═══ EXTRACTED MATERIAL ═══

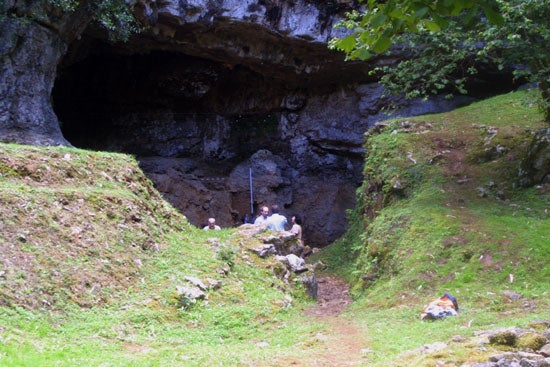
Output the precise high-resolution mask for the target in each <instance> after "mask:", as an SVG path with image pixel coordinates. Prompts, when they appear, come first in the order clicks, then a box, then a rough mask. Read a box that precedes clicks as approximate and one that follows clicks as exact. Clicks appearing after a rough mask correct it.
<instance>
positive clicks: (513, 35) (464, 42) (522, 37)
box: [329, 0, 550, 120]
mask: <svg viewBox="0 0 550 367" xmlns="http://www.w3.org/2000/svg"><path fill="white" fill-rule="evenodd" d="M473 3H475V2H468V1H466V2H465V1H436V2H433V1H388V2H386V3H384V4H380V3H378V2H376V1H369V2H368V6H369V7H368V10H367V11H365V13H362V14H359V13H358V12H355V13H351V14H349V15H348V17H349V19H348V20H346V21H343V22H341V23H340V24H339V25H338V26H339V27H346V28H348V29H349V30H350V32H351V33H350V34H349V35H348V36H346V37H344V38H341V39H337V38H335V39H333V40H331V41H330V43H329V47H331V48H334V49H338V50H341V51H343V52H345V53H346V55H347V58H348V59H356V58H359V59H363V60H364V59H367V58H370V57H371V56H372V54H373V53H376V54H380V53H383V52H385V51H387V50H388V49H389V47H390V46H391V45H392V44H393V43H395V44H397V45H400V46H401V47H405V46H407V47H406V53H405V56H403V60H401V61H400V62H398V63H397V65H392V66H382V67H378V68H376V69H375V71H374V73H379V74H380V75H382V77H381V82H382V83H383V84H384V85H386V86H387V87H388V90H389V92H392V93H401V92H403V91H404V92H405V94H406V96H407V97H410V98H412V97H426V96H427V95H429V94H435V93H441V92H445V93H448V94H449V95H451V94H452V93H457V92H458V93H462V94H465V93H467V88H466V85H467V78H468V77H470V76H472V75H474V74H476V73H477V71H478V69H479V68H480V67H483V66H484V65H487V64H493V65H498V67H499V68H500V69H503V68H508V69H513V71H514V73H515V75H516V77H517V78H518V79H523V78H526V79H527V80H528V81H530V82H534V83H538V85H539V87H540V89H541V91H542V94H541V97H542V99H541V100H540V103H539V105H540V106H541V108H542V110H543V112H544V113H545V116H546V119H547V120H548V119H549V118H550V89H549V88H550V62H549V60H550V49H549V48H548V44H549V43H550V28H549V27H548V19H549V17H550V6H548V5H549V4H548V1H547V0H528V1H523V0H511V1H505V0H496V1H494V2H491V3H488V2H477V4H476V5H474V4H473ZM395 7H398V9H397V10H396V9H394V8H395ZM480 8H481V9H483V12H482V13H480V12H479V9H480ZM465 9H468V11H467V12H463V10H465ZM497 9H498V13H497ZM488 20H489V21H488ZM394 50H395V51H398V49H394Z"/></svg>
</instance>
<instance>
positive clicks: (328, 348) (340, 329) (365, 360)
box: [279, 277, 367, 367]
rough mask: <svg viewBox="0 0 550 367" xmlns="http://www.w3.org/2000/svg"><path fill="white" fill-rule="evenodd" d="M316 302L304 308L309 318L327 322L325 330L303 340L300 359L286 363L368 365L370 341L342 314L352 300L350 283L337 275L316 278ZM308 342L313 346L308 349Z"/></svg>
mask: <svg viewBox="0 0 550 367" xmlns="http://www.w3.org/2000/svg"><path fill="white" fill-rule="evenodd" d="M317 281H318V285H319V289H318V302H317V305H315V306H314V307H312V308H310V309H308V310H306V311H305V314H306V316H307V317H309V318H314V319H315V321H317V322H321V323H325V324H326V326H327V329H326V331H323V332H322V333H318V334H317V335H316V336H315V338H314V340H311V341H308V342H306V343H304V344H305V345H304V346H302V349H304V353H302V356H300V358H296V357H294V358H288V359H286V360H285V361H284V362H285V365H287V366H297V367H329V366H330V367H341V366H342V367H343V366H365V365H366V362H367V359H366V356H365V352H364V351H365V350H366V348H367V340H366V337H365V333H364V331H363V330H360V329H359V328H358V327H357V326H356V325H355V324H354V323H353V322H351V321H349V320H347V319H345V318H343V317H341V316H340V314H341V313H342V311H344V309H345V308H346V307H347V306H348V305H349V304H350V303H351V297H350V296H349V294H348V292H349V288H348V285H347V284H346V283H345V282H344V281H342V280H340V279H337V278H332V277H325V278H320V279H318V280H317ZM308 344H310V345H311V351H310V348H308ZM280 362H281V360H279V363H280Z"/></svg>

═══

- WHAT TO WORK ON: Pictures excluded, repeat the records exactly from their opening line through the line containing "positive clicks: (513, 35)".

- EXERCISE RESULT:
Output the precise high-resolution mask for the target in each <instance> after "mask:", as an SVG path with image pixel coordinates. Prompts, when they appear, come first in the order clicks, then a box, then a rough mask. Read a box that precedes clicks as approximate and one that follows clicks as exact. Clicks appearing after a rough mask correct it.
<instance>
positive clicks: (513, 35) (464, 42) (522, 37)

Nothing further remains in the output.